• **EXTRACT TO READ**:

Huma Abedin is basically Hillary Clinton’s Doug Band. A couple years after these emails, Abedin got an arrangement that would allow her to work nongovernment jobs while still working for Clinton in the State Department. Two of those other gigs? Consulting for the Clinton Foundation, and consulting for Teneo.

Ezekiel: I get the whole revolving door of people going back and forth between working in government and working adjacent to government, but it’s a little much, man.

Kweku: That kind of thing tends to happen when you’re part of the political establishment, and nobody is more establishment in America than the Clintons. They’ve been on the national political scene for so long, both inside and outside of the government, that all of their professional and personal relationships are intertwined. Which I guess is kind of an indictment of the system of “elites.”

Ezekiel: Yup, and I think the Clintons don’t make a real big effort at trying to disentangle these things. They could have, for instance, told Abedin that it wouldn’t look right for her to work at Teneo at the same time that she was working at the State Department. Even though it’s not technically illegal, they would have been perfectly justified in telling her that the appearance of a conflict of interest ruled it out. But they didn’t. It just all sounds … incestuous.

Kweku: Yeah, it’s giving me major The Dreamers vibes.

Ezekiel: Though the Teneo arrangement is weird, it did predate E-MAILS, right? It started in 2011, but these emails were from 2009. So all we’ve really got here in this latest twist is a Clinton pal trying to get access to a State Department official by using his connections. Not exactly a shocker. Unless … who is this Chagoury guy that Band is trying to call in a favor on behalf of?

Kweku: You’ve cut right to the heart of the matter, as usual. You’re so smart.

Ezekiel: And you’re so kind.

• **DATA ROWS**:
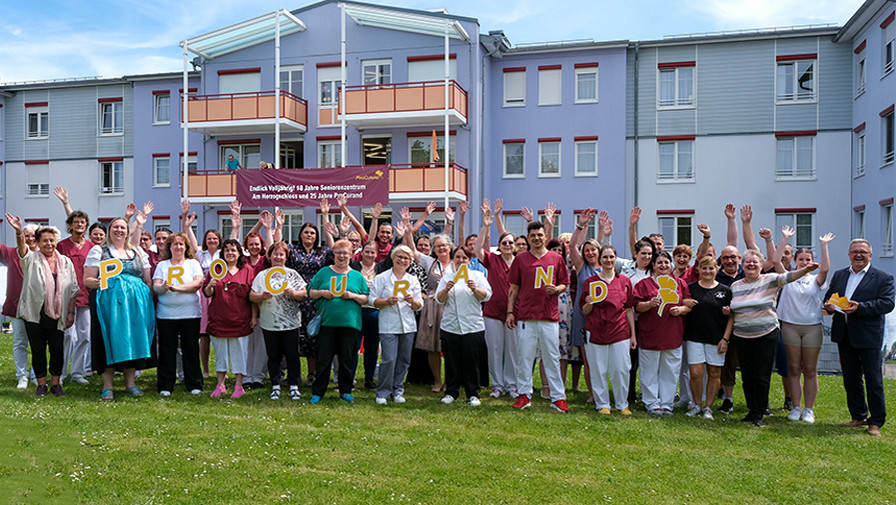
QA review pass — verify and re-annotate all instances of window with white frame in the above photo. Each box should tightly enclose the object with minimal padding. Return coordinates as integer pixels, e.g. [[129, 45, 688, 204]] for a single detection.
[[317, 140, 342, 168], [25, 105, 50, 139], [657, 139, 694, 182], [775, 212, 815, 249], [575, 63, 598, 103], [218, 144, 261, 170], [658, 215, 694, 252], [881, 109, 896, 165], [880, 201, 893, 256], [504, 142, 526, 177], [408, 135, 457, 165], [504, 67, 526, 107], [152, 93, 171, 124], [99, 101, 124, 135], [538, 65, 562, 105], [538, 139, 560, 177], [775, 135, 815, 179], [657, 64, 695, 109], [775, 59, 817, 104], [25, 164, 50, 196], [361, 58, 392, 84], [280, 65, 305, 97], [575, 138, 597, 176], [855, 129, 865, 177], [100, 161, 124, 195], [152, 156, 171, 188]]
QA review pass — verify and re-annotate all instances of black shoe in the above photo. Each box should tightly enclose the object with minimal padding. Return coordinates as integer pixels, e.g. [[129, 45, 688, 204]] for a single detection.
[[719, 398, 734, 414]]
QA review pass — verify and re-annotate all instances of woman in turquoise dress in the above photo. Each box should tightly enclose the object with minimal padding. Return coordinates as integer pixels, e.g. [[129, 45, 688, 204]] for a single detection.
[[84, 218, 155, 400]]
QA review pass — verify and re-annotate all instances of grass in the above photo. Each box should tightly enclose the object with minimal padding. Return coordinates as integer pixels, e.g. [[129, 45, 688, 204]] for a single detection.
[[0, 335, 896, 505]]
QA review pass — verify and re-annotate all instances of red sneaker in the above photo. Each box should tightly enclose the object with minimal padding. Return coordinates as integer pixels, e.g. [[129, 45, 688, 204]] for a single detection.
[[513, 395, 532, 410], [551, 400, 569, 414]]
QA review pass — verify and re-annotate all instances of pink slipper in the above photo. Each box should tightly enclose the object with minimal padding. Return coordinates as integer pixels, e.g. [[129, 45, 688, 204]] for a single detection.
[[211, 384, 227, 398]]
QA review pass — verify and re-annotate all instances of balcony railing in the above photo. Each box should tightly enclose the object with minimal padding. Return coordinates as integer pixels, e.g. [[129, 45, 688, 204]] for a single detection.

• **PROBLEMS TO SOLVE**:
1. Tell whether each statement agrees with the conversation about Huma Abedin, answering yes or no and quoting the exact words that decide it: (a) Abedin's arrangement let her hold nongovernment jobs while still working for Clinton in the State Department. (b) The emails under discussion date from 2011. (c) Ezekiel calls Abedin's work at Teneo technically illegal.
2. Summarize the conversation about Huma Abedin in two sentences.

• **TASK RESULTS**:
1.
(a) Yes: "Abedin got an arrangement that would allow her to work nongovernment jobs while still working for Clinton in the State Department."
(b) No: "It started in 2011, but these emails were from 2009."
(c) No: "Even though it’s not technically illegal"

2. Huma Abedin received an arrangement letting her take nongovernment work, including consulting for the Clinton Foundation and for Teneo, while still working for Clinton in the State Department. Ezekiel and Kweku remark on how intertwined the Clintons' relationships are, and Ezekiel says the Clintons could have ruled out the Teneo job over the appearance of a conflict of interest but didn't, though he notes that the arrangement started in 2011, after the 2009 emails.